:: What the exercise asks ::
Rewrite every line from the one with "of the small" through the end of the records, including the instruction wording. Scale each answer point coordinate by 1.85 and round to a whole number, with halves rounded up. Leave the sample format coordinates unchanged and omit any picture lines.

:: Input for this task ::
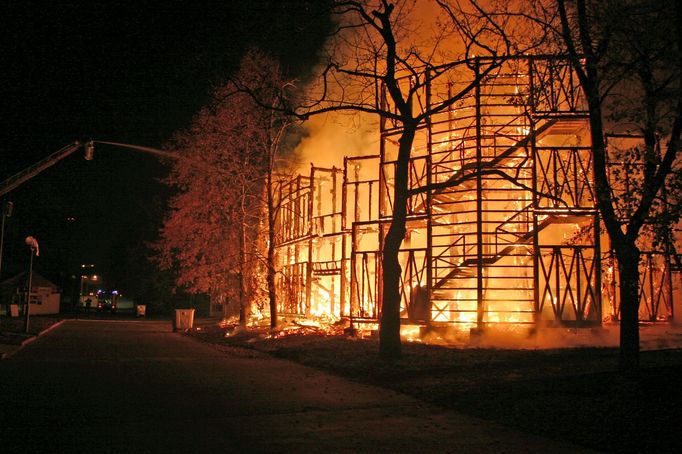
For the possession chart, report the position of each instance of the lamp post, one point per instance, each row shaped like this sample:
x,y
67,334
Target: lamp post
x,y
6,213
32,243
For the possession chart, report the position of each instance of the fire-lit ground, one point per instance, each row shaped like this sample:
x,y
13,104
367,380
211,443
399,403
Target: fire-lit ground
x,y
570,394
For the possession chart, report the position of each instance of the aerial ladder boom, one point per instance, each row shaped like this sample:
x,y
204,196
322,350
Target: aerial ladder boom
x,y
30,172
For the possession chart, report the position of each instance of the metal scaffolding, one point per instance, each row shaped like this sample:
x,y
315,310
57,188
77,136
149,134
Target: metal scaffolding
x,y
502,226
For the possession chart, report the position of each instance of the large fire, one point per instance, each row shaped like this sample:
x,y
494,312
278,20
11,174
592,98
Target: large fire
x,y
516,245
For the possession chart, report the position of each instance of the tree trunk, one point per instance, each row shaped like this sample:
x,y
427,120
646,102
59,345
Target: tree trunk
x,y
272,291
389,333
242,281
628,265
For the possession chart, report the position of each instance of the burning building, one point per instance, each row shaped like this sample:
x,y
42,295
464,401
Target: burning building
x,y
502,227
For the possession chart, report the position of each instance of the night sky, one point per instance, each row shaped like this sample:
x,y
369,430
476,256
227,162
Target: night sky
x,y
131,72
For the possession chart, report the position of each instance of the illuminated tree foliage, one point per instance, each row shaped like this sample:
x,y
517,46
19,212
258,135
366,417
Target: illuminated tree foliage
x,y
226,158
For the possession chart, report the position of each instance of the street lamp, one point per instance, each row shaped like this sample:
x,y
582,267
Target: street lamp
x,y
32,243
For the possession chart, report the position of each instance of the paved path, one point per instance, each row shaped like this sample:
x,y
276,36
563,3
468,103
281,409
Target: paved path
x,y
137,387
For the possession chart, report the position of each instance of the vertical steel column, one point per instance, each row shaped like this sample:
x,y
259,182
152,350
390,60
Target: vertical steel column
x,y
479,202
332,293
344,240
311,231
597,270
429,195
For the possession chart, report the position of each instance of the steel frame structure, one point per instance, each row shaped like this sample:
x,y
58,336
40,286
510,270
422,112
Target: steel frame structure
x,y
502,226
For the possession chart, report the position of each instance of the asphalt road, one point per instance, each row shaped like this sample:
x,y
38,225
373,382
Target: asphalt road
x,y
128,387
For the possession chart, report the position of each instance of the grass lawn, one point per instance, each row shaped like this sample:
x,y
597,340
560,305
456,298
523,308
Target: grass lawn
x,y
572,394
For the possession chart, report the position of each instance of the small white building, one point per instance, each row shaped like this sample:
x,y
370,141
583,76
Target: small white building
x,y
45,296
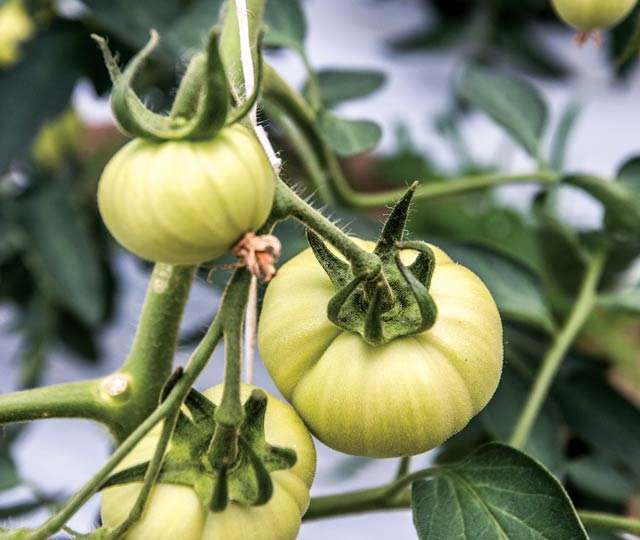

:: Worked solution ::
For the possession chart, report the position of each instance of the small white building, one point per instance, each row shaped like this sample:
x,y
370,141
583,76
Target: small white building
x,y
83,548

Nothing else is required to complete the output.